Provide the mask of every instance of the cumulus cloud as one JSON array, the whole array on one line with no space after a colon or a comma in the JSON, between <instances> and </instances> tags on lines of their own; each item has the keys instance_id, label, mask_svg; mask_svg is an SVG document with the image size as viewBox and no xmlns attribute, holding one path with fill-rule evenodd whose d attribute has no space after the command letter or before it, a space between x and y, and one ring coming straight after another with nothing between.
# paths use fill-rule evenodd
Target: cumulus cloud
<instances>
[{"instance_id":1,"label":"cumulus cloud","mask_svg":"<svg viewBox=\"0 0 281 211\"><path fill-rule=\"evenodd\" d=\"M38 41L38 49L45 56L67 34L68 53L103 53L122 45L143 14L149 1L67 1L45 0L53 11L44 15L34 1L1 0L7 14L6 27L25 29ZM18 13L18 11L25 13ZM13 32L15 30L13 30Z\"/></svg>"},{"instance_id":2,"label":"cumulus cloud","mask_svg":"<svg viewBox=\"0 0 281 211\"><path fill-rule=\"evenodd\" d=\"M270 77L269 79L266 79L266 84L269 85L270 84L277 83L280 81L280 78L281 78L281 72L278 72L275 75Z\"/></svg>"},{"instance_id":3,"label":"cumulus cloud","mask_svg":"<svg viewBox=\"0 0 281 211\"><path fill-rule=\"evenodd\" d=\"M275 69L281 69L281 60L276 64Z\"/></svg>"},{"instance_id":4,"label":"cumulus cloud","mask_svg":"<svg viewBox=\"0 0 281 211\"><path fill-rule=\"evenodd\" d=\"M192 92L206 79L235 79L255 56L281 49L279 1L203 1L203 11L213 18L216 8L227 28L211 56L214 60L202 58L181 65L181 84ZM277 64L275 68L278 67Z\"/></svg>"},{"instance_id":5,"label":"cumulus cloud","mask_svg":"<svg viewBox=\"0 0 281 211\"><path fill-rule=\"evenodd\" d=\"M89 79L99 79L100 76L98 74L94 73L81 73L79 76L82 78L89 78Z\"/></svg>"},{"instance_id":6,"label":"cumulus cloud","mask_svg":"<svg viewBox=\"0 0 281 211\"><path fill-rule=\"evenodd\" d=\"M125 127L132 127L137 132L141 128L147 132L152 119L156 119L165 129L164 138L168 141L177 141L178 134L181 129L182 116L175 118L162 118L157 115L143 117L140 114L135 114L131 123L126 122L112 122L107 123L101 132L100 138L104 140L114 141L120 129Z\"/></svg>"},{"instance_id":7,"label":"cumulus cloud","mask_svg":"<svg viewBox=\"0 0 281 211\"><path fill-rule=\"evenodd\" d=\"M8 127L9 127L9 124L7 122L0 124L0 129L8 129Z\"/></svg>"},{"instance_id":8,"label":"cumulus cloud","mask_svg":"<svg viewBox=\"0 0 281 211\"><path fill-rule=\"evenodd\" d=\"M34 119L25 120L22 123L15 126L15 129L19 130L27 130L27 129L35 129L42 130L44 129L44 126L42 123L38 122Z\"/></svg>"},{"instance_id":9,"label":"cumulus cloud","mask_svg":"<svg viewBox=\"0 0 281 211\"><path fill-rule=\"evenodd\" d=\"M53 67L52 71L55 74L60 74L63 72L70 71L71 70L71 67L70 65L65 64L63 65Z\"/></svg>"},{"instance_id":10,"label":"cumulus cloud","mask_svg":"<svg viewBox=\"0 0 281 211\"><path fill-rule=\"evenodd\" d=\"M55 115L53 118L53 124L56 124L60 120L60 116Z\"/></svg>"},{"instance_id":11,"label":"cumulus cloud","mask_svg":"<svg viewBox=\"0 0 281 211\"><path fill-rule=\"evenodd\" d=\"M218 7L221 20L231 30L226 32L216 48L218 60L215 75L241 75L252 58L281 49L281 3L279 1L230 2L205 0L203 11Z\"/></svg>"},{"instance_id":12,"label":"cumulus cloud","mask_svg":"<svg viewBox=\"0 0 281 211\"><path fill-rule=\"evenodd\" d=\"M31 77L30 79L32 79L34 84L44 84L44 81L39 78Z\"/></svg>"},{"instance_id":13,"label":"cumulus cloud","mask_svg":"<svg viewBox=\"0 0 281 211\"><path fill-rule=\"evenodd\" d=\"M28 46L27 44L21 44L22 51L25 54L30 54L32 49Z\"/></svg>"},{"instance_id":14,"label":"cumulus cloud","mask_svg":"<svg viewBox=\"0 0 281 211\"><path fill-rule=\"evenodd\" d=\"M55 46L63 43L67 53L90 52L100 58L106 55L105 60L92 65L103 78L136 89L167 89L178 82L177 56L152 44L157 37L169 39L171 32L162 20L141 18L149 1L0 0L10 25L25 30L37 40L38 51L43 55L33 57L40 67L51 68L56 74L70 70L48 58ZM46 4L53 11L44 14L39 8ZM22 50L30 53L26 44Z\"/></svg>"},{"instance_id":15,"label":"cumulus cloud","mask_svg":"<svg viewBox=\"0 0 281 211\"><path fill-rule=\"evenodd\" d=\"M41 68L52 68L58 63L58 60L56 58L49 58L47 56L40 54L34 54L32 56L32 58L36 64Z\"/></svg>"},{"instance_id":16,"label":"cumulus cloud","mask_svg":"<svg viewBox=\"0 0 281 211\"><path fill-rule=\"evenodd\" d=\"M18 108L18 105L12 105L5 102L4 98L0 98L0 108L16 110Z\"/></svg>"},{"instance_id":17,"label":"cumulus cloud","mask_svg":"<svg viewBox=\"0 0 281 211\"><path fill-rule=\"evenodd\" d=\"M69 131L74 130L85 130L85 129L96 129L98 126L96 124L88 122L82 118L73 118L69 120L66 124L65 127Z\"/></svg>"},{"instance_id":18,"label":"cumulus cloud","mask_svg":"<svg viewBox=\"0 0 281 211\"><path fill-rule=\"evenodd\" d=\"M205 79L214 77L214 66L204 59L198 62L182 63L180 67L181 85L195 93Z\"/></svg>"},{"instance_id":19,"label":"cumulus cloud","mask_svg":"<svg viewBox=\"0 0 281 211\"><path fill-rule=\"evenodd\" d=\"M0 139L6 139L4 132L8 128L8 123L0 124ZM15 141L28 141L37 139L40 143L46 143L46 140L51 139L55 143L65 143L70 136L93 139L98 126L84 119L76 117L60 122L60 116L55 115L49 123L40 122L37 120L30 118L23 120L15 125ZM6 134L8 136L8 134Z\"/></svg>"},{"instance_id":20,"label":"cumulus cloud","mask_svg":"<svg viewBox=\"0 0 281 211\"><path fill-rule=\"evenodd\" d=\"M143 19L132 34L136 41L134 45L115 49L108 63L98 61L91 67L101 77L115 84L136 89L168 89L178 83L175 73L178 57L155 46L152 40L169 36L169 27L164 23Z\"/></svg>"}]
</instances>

= Required work =
Pick out every line that contains the string "instances" and copy each one.

= Output for this exercise =
Provide the mask of every instance of the cumulus cloud as one JSON array, the whole array on one line with no space after a colon or a comma in the JSON, between <instances> and </instances> tags on lines of their own; each item has the keys instance_id, label, mask_svg; mask_svg is an SVG document with the image size as viewBox and no xmlns attribute, holding one path with fill-rule evenodd whose d attribute has no space after the command letter or before it, a space between x and y, and one ring coming straight after another with nothing between.
<instances>
</instances>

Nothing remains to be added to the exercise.